Given exercise.
Copy out every one of the records below, line by line, without changing any word, number, or punctuation mark.

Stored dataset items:

•••

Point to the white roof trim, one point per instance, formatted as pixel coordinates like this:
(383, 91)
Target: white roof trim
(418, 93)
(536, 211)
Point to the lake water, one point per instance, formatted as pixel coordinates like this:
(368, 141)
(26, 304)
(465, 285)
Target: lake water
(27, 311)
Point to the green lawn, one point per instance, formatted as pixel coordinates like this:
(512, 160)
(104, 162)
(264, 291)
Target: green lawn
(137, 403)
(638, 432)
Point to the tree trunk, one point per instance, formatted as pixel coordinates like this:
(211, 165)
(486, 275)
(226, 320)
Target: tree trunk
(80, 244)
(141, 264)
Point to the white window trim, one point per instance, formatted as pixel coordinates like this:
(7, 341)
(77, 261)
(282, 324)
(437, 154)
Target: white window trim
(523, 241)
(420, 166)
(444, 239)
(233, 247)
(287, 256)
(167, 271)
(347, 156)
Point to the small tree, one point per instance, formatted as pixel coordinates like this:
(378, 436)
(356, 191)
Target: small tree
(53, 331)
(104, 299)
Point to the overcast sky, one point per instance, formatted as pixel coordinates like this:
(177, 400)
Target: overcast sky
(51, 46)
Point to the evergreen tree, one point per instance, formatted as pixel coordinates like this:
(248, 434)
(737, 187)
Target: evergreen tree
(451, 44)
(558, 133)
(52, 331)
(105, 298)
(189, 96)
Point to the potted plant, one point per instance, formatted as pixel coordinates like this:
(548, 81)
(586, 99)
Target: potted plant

•••

Written response.
Point to the white roof trim, one point per instance, formatted as pixel coordinates like this:
(383, 91)
Target: white roof trim
(418, 93)
(536, 211)
Point to the lake water, one point per instance, formatted as pixel coordinates like this:
(368, 141)
(26, 304)
(465, 285)
Target: lake water
(27, 311)
Point to the green lawn, one point per instance, formatted as pixel coordinates like this:
(512, 160)
(104, 162)
(264, 291)
Target: green lawn
(137, 403)
(638, 432)
Point to the tree trunk, one point per instance, formatted as pixel coordinates like this:
(211, 165)
(486, 275)
(226, 320)
Target: tree trunk
(80, 244)
(141, 264)
Point to the white window trim, one point per instance, formatted as pixel coordinates like this:
(7, 341)
(77, 261)
(282, 324)
(437, 154)
Target: white window trim
(523, 241)
(420, 166)
(444, 239)
(233, 247)
(287, 256)
(167, 271)
(347, 156)
Point to the small tree, one point per instance, formatted as pixel coordinates like this:
(378, 436)
(356, 191)
Target: small tree
(53, 331)
(104, 299)
Point to the overcast sky, one point per instance, formatted as pixel coordinates like this:
(177, 400)
Target: overcast sky
(51, 46)
Point to the evergreen tree, one point per instance, formatted as pixel coordinates like this:
(248, 434)
(737, 187)
Target: evergreen tree
(451, 44)
(558, 133)
(52, 331)
(105, 298)
(189, 96)
Point to the potted plant, one point per instance, formatted as pixel coordinates like this:
(548, 81)
(586, 99)
Target: potted plant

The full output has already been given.